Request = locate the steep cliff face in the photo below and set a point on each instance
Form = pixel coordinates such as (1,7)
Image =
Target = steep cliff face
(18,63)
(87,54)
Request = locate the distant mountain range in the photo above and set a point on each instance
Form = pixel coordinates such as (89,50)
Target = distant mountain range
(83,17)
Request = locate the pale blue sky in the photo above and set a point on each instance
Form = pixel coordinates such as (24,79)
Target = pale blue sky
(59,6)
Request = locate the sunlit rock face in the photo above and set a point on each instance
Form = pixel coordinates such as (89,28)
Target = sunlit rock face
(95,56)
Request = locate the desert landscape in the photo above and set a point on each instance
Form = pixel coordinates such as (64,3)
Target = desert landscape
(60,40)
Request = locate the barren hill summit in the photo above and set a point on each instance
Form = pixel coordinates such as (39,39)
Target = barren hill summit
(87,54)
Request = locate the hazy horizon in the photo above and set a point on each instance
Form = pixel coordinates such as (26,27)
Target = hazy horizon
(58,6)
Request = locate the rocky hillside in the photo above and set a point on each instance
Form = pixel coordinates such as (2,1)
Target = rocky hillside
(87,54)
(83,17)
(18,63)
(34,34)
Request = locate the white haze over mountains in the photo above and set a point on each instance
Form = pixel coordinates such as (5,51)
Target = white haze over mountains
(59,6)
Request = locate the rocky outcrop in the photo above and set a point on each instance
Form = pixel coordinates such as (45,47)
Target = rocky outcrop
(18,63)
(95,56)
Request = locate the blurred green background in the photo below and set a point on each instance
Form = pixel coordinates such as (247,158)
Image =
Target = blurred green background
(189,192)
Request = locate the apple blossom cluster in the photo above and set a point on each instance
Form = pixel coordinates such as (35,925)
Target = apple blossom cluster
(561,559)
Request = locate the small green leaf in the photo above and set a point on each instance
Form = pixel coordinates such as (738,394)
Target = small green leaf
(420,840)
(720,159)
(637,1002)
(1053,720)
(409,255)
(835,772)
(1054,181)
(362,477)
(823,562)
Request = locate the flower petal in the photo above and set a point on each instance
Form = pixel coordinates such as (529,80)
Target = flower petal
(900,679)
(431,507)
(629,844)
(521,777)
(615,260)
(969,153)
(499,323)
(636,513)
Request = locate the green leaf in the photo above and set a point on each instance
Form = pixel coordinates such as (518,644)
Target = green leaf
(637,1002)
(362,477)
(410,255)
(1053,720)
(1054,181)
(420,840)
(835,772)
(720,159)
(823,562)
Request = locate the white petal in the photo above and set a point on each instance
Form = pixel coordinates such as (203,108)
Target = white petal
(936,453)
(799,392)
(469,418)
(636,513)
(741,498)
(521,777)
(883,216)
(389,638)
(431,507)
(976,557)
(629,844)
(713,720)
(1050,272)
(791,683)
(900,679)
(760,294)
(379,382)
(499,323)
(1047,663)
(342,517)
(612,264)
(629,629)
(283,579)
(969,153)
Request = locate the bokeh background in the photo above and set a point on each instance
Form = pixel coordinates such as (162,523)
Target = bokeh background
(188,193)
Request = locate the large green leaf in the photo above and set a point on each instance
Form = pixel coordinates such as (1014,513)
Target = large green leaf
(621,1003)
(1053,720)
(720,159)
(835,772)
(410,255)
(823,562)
******************************
- Set task
Copy each line exactly, from the line containing "Request = locate the white petal" down to the last line of the material, and no other lines.

- Response
Request = locate the white petal in the photo above and set a point on each instance
Form = pixel coordinates such as (203,108)
Target = white petal
(936,453)
(799,392)
(469,418)
(636,513)
(741,498)
(521,777)
(883,216)
(389,638)
(431,507)
(976,557)
(629,844)
(713,720)
(1050,272)
(791,683)
(900,679)
(760,294)
(379,382)
(499,323)
(1047,663)
(342,517)
(612,264)
(629,629)
(283,579)
(969,153)
Request = locate the bokeh background in the photo above and set a point on each instance
Form = pixel coordinates such as (162,523)
Target = bokeh background
(188,193)
Request = locate the large green leaf in the photo above and set a point on each instance
Form = pixel coordinates such as (1014,513)
Target = large green leaf
(621,1003)
(1053,720)
(720,159)
(835,772)
(410,255)
(823,562)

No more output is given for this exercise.